WHAT THE EXERCISE ASKS ▸ Pick out every line in the listing below that contains the word "scene", and copy each of those lines.

Records of labeled boxes
.....

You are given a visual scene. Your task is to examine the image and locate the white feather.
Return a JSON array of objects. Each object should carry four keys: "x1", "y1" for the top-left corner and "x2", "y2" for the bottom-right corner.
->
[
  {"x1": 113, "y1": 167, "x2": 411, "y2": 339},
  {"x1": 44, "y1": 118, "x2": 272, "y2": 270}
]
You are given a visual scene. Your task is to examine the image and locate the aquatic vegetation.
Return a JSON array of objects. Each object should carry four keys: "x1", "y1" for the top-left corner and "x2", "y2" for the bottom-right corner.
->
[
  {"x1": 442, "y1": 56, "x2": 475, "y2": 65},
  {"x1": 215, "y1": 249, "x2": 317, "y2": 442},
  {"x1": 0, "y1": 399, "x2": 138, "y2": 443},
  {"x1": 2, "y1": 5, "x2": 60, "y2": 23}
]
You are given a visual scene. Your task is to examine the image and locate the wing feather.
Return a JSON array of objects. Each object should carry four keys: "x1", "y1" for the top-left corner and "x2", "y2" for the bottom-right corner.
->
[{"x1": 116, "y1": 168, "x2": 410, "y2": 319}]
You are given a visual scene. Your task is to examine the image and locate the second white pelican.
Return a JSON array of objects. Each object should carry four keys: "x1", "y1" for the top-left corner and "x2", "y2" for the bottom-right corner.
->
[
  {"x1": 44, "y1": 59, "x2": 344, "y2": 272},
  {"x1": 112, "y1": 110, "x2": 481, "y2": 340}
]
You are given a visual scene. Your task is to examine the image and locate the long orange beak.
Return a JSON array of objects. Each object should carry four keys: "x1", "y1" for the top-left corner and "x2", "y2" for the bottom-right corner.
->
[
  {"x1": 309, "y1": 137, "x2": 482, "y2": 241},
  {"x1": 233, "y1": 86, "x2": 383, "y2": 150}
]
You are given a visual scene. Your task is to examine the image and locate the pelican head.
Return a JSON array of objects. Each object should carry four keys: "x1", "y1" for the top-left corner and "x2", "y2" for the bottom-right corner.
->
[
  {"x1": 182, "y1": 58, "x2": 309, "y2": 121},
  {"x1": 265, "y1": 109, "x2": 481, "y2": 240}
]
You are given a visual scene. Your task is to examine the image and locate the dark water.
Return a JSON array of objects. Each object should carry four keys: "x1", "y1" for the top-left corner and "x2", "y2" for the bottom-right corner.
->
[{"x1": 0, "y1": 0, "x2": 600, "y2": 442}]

.....

WRITTEN RESPONSE ▸
You are given a visual scene. Your task is to examine the image and locate the white feather.
You are given a visual scene. Your task is to examine the image and locate the aquatic vegetation.
You are given a visual scene. Your task is to examine the image and locate the wing feather.
You are given a visual scene. Your task is to examine the image and locate the second white pelican.
You are given a visual scene. Your task is to examine the image and locate the long orange beak.
You are given a visual scene. Your task is to examine the image and locate the pelican head.
You are given a visual scene. Your task is to examine the image and locate the dark water.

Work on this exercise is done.